## Start Given information

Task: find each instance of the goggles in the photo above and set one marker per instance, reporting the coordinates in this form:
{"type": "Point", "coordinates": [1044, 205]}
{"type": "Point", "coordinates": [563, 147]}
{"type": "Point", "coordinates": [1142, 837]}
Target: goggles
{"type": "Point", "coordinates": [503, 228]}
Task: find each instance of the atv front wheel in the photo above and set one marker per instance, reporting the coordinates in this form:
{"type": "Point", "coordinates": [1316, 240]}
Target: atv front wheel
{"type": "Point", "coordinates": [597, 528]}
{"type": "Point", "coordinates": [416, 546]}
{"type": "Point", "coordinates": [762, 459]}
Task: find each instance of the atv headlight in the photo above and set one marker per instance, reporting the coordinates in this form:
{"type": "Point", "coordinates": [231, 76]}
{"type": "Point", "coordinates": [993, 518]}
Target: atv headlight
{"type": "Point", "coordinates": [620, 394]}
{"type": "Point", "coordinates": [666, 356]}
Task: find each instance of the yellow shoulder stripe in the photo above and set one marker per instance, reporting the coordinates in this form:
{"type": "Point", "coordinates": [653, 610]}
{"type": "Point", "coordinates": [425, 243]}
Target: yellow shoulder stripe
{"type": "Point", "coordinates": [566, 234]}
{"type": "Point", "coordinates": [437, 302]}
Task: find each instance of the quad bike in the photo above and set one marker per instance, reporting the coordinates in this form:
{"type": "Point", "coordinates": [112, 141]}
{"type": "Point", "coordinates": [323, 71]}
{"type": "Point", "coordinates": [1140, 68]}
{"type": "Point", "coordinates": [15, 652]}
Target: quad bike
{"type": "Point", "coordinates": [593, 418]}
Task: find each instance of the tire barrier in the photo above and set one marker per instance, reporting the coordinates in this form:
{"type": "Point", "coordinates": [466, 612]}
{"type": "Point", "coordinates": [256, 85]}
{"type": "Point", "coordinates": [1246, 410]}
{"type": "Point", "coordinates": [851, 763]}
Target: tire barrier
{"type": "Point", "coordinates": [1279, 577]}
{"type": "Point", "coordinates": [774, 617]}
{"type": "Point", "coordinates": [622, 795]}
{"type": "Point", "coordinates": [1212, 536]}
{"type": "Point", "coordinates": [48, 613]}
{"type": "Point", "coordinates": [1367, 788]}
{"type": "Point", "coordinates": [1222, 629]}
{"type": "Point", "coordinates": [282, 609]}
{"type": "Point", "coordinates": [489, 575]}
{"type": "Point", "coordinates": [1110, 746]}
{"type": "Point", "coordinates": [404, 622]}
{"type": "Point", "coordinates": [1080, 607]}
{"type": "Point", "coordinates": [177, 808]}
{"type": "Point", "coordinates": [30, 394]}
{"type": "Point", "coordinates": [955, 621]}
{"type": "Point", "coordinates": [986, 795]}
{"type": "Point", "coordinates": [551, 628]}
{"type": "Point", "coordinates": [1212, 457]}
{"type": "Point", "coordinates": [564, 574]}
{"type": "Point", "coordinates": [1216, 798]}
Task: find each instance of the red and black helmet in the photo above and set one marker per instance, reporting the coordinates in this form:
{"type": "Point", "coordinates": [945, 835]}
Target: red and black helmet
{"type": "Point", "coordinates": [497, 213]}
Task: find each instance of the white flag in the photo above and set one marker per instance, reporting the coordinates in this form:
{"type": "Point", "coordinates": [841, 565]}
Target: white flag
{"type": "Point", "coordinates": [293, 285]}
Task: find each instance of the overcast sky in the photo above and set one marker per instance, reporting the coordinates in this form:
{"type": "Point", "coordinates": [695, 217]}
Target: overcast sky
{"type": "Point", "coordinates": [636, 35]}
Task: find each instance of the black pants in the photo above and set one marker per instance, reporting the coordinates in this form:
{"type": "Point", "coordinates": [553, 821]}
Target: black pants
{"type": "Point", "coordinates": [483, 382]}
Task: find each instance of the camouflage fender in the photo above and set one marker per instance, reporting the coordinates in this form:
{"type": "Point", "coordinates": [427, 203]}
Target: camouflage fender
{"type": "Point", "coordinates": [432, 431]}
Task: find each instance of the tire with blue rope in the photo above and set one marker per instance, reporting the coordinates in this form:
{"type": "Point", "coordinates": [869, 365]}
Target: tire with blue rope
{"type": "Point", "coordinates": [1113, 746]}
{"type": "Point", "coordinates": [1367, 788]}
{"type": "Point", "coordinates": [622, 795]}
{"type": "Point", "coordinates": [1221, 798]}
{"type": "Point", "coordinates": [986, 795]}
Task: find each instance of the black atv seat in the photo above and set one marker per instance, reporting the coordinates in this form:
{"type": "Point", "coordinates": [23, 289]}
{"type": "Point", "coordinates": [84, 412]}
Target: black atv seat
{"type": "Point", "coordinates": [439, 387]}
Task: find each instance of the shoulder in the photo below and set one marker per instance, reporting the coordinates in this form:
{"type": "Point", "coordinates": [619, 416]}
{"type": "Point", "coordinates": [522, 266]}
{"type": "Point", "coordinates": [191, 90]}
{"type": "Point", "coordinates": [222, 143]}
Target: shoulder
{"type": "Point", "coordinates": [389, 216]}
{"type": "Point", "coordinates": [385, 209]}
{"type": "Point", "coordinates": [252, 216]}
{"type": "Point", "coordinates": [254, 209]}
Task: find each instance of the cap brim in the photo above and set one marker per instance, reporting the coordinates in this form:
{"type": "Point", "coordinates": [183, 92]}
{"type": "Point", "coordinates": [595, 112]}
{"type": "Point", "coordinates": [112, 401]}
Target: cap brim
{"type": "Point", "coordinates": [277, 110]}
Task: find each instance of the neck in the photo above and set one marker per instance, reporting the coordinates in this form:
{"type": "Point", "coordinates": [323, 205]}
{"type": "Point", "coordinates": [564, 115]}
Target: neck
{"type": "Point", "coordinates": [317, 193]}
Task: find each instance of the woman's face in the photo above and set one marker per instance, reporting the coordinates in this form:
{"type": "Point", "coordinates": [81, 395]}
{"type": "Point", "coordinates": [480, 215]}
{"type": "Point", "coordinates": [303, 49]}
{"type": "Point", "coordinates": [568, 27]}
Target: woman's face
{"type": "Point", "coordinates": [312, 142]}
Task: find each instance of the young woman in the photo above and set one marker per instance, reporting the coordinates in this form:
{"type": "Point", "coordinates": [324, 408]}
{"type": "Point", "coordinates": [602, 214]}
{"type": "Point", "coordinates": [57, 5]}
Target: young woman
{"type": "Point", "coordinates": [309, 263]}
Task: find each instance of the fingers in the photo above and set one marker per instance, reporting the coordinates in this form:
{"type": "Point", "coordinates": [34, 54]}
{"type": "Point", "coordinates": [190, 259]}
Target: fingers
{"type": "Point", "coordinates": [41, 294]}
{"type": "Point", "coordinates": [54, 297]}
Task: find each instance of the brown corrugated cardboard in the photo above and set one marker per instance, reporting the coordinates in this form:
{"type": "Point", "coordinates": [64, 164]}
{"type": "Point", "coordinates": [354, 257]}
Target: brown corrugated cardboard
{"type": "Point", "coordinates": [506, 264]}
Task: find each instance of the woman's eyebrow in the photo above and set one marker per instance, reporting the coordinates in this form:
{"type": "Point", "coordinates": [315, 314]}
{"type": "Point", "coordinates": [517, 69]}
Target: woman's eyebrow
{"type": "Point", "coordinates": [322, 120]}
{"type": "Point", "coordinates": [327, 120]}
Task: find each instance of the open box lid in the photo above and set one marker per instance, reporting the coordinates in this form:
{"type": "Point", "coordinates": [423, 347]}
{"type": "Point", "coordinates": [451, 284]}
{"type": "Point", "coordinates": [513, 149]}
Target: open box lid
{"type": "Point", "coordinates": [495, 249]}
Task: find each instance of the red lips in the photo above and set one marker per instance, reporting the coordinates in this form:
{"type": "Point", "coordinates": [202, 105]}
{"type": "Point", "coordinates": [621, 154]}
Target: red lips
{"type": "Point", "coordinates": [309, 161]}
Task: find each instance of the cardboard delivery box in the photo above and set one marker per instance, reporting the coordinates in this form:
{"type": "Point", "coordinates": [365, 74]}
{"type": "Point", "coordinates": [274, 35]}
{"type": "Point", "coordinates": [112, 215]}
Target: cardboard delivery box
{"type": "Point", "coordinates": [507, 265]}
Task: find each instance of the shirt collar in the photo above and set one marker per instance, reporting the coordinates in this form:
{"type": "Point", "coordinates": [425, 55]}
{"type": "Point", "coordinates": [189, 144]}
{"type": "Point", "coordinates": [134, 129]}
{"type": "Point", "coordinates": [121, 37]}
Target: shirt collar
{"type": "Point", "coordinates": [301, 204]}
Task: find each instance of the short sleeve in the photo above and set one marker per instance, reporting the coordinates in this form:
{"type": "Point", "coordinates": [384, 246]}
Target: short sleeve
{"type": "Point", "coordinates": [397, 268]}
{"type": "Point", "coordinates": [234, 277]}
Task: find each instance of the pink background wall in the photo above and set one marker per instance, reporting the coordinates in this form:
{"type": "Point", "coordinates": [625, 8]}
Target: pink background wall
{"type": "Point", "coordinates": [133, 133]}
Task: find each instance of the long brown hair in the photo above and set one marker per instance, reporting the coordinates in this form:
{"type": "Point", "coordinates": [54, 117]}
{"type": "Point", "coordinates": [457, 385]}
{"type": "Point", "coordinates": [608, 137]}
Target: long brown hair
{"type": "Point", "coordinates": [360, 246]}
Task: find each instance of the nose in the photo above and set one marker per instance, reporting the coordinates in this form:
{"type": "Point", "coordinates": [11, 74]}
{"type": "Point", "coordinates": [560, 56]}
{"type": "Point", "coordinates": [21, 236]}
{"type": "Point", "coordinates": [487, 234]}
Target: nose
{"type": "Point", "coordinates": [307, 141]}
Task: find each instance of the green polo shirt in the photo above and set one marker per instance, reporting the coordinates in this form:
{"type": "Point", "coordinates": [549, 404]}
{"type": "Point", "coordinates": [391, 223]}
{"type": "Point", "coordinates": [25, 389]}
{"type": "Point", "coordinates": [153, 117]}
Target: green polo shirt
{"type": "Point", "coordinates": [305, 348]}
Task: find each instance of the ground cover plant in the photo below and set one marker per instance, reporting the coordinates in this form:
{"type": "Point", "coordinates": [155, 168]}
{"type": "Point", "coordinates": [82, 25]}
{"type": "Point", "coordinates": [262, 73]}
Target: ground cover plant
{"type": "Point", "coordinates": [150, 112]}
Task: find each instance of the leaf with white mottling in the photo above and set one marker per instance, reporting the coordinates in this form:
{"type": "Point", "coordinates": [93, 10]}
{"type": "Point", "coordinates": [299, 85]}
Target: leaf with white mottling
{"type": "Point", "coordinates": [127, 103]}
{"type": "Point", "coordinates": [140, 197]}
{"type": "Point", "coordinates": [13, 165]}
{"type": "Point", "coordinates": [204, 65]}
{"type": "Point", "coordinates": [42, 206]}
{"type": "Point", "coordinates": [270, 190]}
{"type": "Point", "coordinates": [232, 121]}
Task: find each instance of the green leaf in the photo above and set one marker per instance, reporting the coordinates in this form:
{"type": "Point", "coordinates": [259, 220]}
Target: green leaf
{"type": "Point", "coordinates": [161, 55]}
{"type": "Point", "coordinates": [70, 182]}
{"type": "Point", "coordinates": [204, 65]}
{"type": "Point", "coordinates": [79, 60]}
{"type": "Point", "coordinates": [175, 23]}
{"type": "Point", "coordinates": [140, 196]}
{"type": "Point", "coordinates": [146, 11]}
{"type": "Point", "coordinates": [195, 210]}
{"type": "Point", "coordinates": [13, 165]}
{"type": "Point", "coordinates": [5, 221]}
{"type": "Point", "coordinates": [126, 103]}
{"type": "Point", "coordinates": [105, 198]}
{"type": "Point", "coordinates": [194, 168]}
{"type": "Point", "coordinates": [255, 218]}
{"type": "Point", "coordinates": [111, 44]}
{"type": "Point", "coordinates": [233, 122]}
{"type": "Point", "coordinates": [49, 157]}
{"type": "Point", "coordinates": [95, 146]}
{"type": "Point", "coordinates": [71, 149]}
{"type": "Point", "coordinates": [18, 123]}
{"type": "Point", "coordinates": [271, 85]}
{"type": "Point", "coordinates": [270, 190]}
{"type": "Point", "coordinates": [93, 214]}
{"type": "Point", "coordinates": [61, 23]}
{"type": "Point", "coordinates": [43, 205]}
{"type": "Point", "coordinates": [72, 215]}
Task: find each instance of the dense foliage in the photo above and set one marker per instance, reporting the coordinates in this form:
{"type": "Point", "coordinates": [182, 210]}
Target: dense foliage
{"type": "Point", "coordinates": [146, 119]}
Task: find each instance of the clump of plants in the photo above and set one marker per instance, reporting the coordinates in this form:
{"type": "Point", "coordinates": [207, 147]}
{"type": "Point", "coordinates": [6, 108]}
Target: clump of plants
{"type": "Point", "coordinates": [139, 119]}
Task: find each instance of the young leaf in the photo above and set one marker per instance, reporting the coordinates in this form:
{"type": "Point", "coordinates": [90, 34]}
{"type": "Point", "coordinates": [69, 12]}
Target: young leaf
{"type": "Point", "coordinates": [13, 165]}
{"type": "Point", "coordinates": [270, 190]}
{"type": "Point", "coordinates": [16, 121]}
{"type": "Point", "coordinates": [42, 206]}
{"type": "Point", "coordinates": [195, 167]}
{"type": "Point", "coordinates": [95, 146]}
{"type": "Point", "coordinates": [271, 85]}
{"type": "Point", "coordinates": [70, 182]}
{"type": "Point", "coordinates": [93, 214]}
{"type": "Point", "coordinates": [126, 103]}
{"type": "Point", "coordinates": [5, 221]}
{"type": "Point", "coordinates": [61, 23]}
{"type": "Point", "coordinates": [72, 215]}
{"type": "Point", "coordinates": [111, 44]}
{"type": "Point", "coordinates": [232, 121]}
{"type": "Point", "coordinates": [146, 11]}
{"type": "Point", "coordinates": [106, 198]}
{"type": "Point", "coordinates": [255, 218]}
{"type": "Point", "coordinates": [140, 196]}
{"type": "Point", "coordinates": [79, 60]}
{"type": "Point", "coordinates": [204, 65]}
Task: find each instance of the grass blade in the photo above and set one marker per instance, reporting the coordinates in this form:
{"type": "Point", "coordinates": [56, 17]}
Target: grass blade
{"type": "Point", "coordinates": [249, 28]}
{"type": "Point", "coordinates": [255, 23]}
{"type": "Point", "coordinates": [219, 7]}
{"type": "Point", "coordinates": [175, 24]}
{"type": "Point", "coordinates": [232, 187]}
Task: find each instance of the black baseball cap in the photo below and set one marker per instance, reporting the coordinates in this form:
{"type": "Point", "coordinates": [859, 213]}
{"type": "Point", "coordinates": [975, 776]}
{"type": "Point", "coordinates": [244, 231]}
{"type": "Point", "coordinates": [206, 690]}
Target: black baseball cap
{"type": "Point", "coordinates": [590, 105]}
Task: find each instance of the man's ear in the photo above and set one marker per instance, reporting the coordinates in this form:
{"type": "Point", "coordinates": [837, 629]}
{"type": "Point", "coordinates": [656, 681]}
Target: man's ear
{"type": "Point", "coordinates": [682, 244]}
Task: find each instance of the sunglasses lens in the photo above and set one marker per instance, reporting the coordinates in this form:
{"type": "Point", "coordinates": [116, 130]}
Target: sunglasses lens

## End Given information

> **Requirement**: Revise the records from their beginning up to and including the line containing "Target: goggles": replace "marker" with "pin", leave everything else unchanged, and reproduce only those lines.

> **Correct output**:
Task: find each instance of the goggles in the photo above and set one pin per instance, reporting the coordinates in this form:
{"type": "Point", "coordinates": [1044, 205]}
{"type": "Point", "coordinates": [563, 147]}
{"type": "Point", "coordinates": [1142, 837]}
Target: goggles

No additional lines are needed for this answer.